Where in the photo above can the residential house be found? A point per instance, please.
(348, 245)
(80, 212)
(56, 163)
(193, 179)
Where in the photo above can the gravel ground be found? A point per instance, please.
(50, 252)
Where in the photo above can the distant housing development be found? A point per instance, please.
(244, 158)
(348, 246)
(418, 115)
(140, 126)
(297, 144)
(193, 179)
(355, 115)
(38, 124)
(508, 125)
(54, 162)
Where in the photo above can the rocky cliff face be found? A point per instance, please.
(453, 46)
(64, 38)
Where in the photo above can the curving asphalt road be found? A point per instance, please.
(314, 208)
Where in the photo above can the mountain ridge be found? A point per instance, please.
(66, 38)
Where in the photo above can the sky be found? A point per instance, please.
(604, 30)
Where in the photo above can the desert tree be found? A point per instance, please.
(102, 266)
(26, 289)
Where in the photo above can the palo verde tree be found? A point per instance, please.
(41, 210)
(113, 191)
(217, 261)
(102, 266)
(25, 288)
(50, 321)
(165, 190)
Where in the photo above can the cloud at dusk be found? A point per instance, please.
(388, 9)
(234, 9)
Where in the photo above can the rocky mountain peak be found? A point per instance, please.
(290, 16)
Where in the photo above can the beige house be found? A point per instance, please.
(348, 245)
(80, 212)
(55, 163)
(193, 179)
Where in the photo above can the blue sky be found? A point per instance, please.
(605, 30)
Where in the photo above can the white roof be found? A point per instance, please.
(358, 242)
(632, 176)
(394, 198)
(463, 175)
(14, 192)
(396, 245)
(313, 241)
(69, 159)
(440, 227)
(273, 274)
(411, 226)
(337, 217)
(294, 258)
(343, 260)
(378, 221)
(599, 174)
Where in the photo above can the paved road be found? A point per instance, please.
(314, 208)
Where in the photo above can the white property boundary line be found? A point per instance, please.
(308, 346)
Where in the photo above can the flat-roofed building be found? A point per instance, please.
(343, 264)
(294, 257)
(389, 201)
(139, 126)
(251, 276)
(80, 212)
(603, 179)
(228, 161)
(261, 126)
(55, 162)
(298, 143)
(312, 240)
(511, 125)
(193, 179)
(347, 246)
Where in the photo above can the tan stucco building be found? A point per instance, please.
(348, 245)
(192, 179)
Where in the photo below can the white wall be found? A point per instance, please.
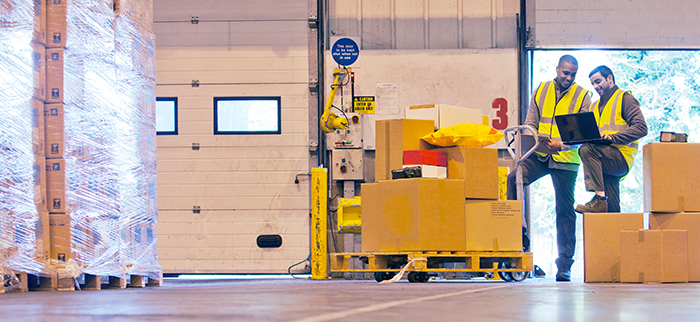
(244, 184)
(632, 24)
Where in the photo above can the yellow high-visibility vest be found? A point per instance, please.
(546, 99)
(610, 121)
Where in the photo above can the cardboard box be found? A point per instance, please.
(38, 128)
(39, 67)
(417, 214)
(668, 187)
(427, 157)
(653, 256)
(55, 137)
(43, 240)
(40, 21)
(601, 244)
(430, 171)
(689, 221)
(56, 185)
(478, 167)
(494, 225)
(60, 235)
(40, 187)
(445, 115)
(394, 137)
(56, 23)
(54, 75)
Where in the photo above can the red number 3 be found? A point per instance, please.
(500, 122)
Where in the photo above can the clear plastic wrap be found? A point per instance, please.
(107, 144)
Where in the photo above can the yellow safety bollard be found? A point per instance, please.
(319, 223)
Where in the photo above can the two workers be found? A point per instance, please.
(619, 119)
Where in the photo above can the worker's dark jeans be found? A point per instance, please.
(564, 182)
(603, 167)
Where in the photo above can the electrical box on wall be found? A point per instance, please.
(347, 164)
(349, 138)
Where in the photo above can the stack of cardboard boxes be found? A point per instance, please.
(618, 248)
(459, 213)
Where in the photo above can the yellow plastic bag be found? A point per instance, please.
(465, 134)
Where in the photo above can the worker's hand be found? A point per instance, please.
(553, 145)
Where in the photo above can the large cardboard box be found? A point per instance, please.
(54, 119)
(394, 137)
(54, 75)
(494, 225)
(60, 235)
(601, 244)
(445, 115)
(653, 256)
(417, 214)
(689, 221)
(56, 23)
(56, 185)
(39, 67)
(669, 187)
(478, 167)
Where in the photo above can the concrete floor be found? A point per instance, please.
(341, 300)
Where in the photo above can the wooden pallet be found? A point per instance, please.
(485, 262)
(62, 281)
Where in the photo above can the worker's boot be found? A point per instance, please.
(597, 204)
(564, 269)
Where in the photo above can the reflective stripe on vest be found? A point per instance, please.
(548, 107)
(610, 121)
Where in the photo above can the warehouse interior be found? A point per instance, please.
(249, 160)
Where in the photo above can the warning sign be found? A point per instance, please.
(363, 104)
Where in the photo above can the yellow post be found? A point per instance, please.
(319, 223)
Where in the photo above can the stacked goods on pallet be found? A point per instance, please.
(23, 217)
(100, 137)
(417, 214)
(672, 193)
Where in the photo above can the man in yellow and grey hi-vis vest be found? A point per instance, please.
(621, 121)
(557, 97)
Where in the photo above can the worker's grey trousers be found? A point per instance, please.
(603, 167)
(564, 182)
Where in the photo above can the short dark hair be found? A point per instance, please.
(604, 71)
(569, 59)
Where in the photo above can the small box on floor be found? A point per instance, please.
(601, 244)
(653, 256)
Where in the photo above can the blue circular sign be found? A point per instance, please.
(345, 51)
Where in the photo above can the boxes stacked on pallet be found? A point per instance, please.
(99, 115)
(423, 214)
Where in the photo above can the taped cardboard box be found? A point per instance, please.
(60, 235)
(669, 187)
(56, 185)
(653, 256)
(56, 13)
(54, 75)
(689, 221)
(478, 167)
(395, 136)
(39, 67)
(418, 214)
(494, 225)
(601, 244)
(54, 118)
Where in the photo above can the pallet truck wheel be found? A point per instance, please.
(413, 277)
(518, 276)
(504, 275)
(379, 276)
(423, 277)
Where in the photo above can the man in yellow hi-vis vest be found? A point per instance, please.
(557, 97)
(621, 121)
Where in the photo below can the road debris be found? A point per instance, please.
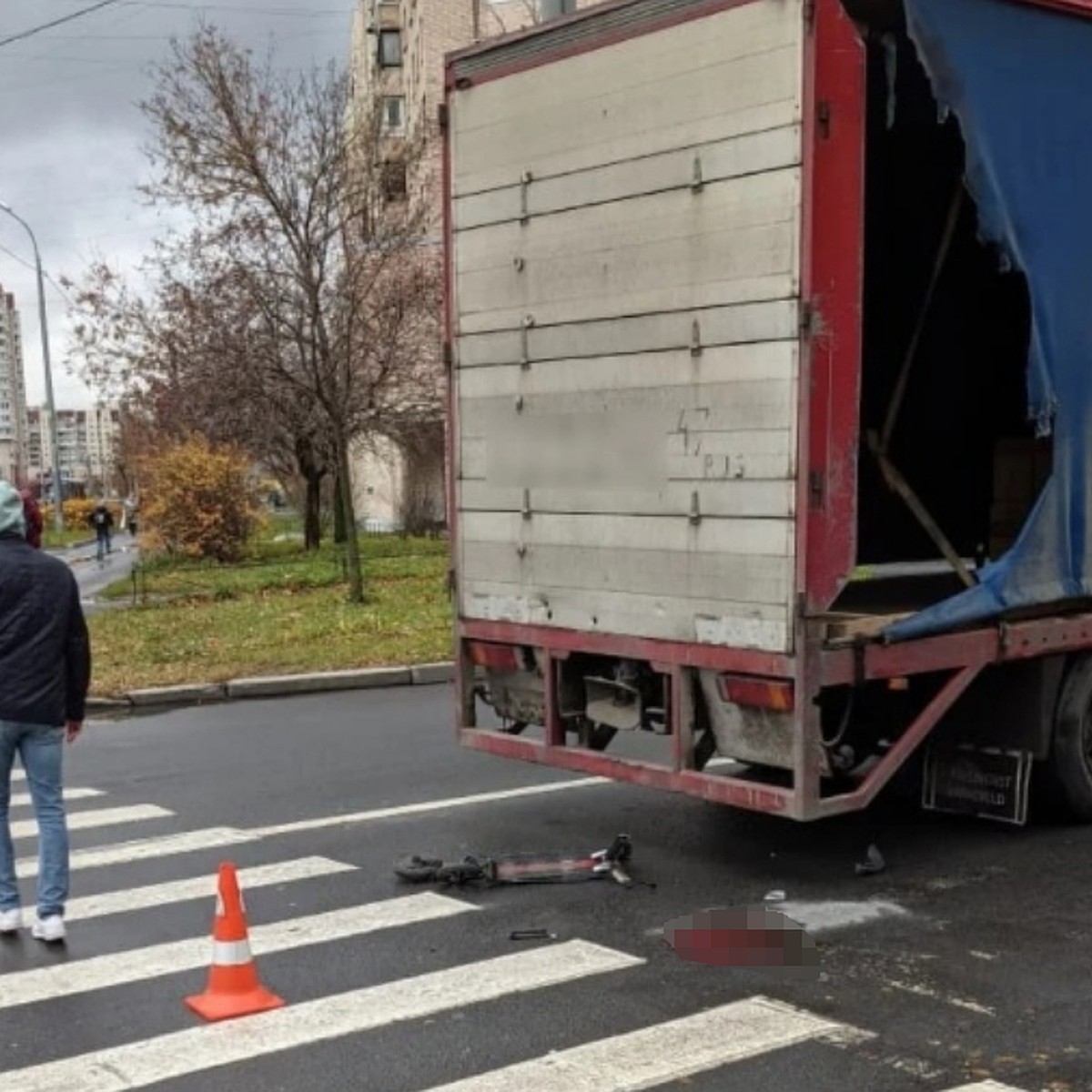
(874, 862)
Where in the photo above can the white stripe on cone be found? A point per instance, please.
(230, 953)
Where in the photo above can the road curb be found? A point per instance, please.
(273, 686)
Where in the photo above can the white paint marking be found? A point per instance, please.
(399, 811)
(661, 1054)
(937, 996)
(199, 1049)
(102, 817)
(986, 1087)
(827, 916)
(123, 853)
(163, 895)
(118, 969)
(217, 836)
(25, 800)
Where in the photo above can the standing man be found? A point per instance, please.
(45, 672)
(102, 520)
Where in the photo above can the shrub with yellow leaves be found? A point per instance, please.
(199, 500)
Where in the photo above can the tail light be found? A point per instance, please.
(503, 658)
(776, 694)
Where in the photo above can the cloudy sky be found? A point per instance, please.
(71, 135)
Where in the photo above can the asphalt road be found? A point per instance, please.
(93, 576)
(975, 967)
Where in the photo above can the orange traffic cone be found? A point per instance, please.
(234, 988)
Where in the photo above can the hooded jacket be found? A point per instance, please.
(45, 652)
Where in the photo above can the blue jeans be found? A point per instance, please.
(41, 748)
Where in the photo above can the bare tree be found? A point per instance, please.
(307, 235)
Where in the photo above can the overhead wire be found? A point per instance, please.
(30, 32)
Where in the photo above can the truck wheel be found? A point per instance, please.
(1069, 767)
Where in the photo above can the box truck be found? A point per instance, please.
(769, 333)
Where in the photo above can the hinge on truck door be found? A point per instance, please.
(807, 319)
(525, 181)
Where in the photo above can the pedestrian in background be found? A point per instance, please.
(45, 672)
(32, 514)
(102, 520)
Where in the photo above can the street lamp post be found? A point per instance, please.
(54, 431)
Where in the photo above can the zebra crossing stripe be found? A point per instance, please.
(197, 1049)
(99, 817)
(25, 801)
(163, 895)
(139, 965)
(664, 1053)
(123, 853)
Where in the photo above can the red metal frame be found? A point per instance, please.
(833, 268)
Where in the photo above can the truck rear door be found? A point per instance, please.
(625, 258)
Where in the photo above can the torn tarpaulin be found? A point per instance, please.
(1018, 79)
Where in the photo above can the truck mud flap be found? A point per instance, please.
(984, 782)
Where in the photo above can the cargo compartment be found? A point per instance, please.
(626, 258)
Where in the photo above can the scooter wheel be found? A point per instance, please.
(416, 869)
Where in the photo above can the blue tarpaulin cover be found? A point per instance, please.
(1019, 79)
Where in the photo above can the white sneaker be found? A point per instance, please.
(49, 929)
--------------------
Work to do – Print only the lines from the one with "Where in the photo above can the hinge" to the end of the records, both included.

Correct output –
Where in the photo above can the hinge on truck door be found? A point per instance, please.
(807, 319)
(525, 181)
Where in the photo above can the pedestrian in background be found? A point per instance, please.
(45, 672)
(32, 514)
(102, 520)
Where in the photo above can the street lamp post be found? A point per instance, please.
(54, 431)
Where in the photo above can the zebra crossing stripe be found? A point per instance, please.
(197, 1049)
(99, 817)
(25, 801)
(163, 895)
(139, 965)
(664, 1053)
(123, 853)
Where in the photo above can the red metal frame be found? A point per instance, please.
(833, 268)
Where in the photo above can the truck rear door be found? A point per instance, please.
(625, 258)
Where in the photo above can the torn tarpaulin be found? A point per instance, please.
(1018, 79)
Where in the photo above can the truck mud flap be found? A point per instance, please.
(984, 782)
Where in the photo above can the cargo compartment be found? A point per instance, please.
(626, 258)
Where in the photo above can the scooter wheel be found? A point per instance, please.
(416, 869)
Where in the photo above can the blue tarpaulin cover be found? A point per instance, please.
(1019, 79)
Where in the photo above can the white sneaker be found? A point per instance, please.
(49, 929)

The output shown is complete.